DATA |
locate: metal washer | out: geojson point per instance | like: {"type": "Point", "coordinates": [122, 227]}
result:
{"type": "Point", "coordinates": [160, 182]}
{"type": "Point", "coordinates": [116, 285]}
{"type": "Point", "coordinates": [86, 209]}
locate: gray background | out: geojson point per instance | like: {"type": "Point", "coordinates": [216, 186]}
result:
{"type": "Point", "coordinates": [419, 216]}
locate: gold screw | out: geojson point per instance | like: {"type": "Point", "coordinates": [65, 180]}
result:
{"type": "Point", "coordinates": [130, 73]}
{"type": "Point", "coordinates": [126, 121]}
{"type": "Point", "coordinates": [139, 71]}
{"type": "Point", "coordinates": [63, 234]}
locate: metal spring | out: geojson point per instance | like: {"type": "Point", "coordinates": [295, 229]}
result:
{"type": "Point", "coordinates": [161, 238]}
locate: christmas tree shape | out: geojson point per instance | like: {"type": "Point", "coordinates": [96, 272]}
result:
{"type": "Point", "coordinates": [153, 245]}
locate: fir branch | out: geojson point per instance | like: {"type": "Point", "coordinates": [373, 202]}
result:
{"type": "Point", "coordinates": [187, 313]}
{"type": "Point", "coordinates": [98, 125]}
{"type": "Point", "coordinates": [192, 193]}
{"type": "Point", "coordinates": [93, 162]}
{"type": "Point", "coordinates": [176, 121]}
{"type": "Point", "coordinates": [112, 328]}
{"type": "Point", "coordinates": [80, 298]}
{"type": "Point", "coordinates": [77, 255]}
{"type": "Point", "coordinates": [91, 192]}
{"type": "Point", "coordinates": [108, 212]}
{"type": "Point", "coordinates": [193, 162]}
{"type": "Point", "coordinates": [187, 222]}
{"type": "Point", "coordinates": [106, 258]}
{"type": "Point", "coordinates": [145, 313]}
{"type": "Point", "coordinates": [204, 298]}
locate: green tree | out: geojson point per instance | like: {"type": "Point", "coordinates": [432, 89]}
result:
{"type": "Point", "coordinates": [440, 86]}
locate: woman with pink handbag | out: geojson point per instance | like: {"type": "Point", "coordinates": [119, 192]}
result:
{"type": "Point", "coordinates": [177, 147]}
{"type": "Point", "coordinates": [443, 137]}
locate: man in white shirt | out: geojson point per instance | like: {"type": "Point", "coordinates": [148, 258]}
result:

WHAT THIS TASK INVOLVES | Write out every line of the records above as a numbered list, omitting blank lines.

WRITTEN ANSWER |
1. locate: metal washer | out: geojson point per instance | like: {"type": "Point", "coordinates": [122, 227]}
2. result:
3. {"type": "Point", "coordinates": [160, 182]}
4. {"type": "Point", "coordinates": [116, 285]}
5. {"type": "Point", "coordinates": [86, 209]}
6. locate: gray background | out: geojson point per instance | like: {"type": "Point", "coordinates": [216, 186]}
7. result:
8. {"type": "Point", "coordinates": [419, 216]}
9. locate: gold screw | out: geojson point per instance | like: {"type": "Point", "coordinates": [65, 180]}
10. result:
11. {"type": "Point", "coordinates": [130, 73]}
12. {"type": "Point", "coordinates": [126, 121]}
13. {"type": "Point", "coordinates": [139, 71]}
14. {"type": "Point", "coordinates": [63, 234]}
15. locate: metal spring | out: geojson point per instance | like: {"type": "Point", "coordinates": [295, 229]}
16. result:
17. {"type": "Point", "coordinates": [161, 238]}
18. locate: christmas tree shape | out: geojson point per instance | like: {"type": "Point", "coordinates": [96, 272]}
19. result:
20. {"type": "Point", "coordinates": [153, 245]}
21. locate: fir branch | out: geojson point per instance | like: {"type": "Point", "coordinates": [373, 202]}
22. result:
23. {"type": "Point", "coordinates": [187, 313]}
24. {"type": "Point", "coordinates": [98, 125]}
25. {"type": "Point", "coordinates": [192, 193]}
26. {"type": "Point", "coordinates": [93, 162]}
27. {"type": "Point", "coordinates": [176, 121]}
28. {"type": "Point", "coordinates": [112, 328]}
29. {"type": "Point", "coordinates": [80, 298]}
30. {"type": "Point", "coordinates": [77, 255]}
31. {"type": "Point", "coordinates": [91, 192]}
32. {"type": "Point", "coordinates": [108, 212]}
33. {"type": "Point", "coordinates": [193, 162]}
34. {"type": "Point", "coordinates": [187, 222]}
35. {"type": "Point", "coordinates": [106, 258]}
36. {"type": "Point", "coordinates": [145, 313]}
37. {"type": "Point", "coordinates": [204, 298]}
38. locate: green tree | out: geojson point per instance | like: {"type": "Point", "coordinates": [432, 89]}
39. result:
40. {"type": "Point", "coordinates": [440, 86]}
41. locate: woman with pink handbag | out: geojson point per instance | like: {"type": "Point", "coordinates": [119, 192]}
42. result:
43. {"type": "Point", "coordinates": [177, 147]}
44. {"type": "Point", "coordinates": [443, 137]}
45. locate: man in white shirt | out: geojson point per instance | like: {"type": "Point", "coordinates": [148, 258]}
46. result:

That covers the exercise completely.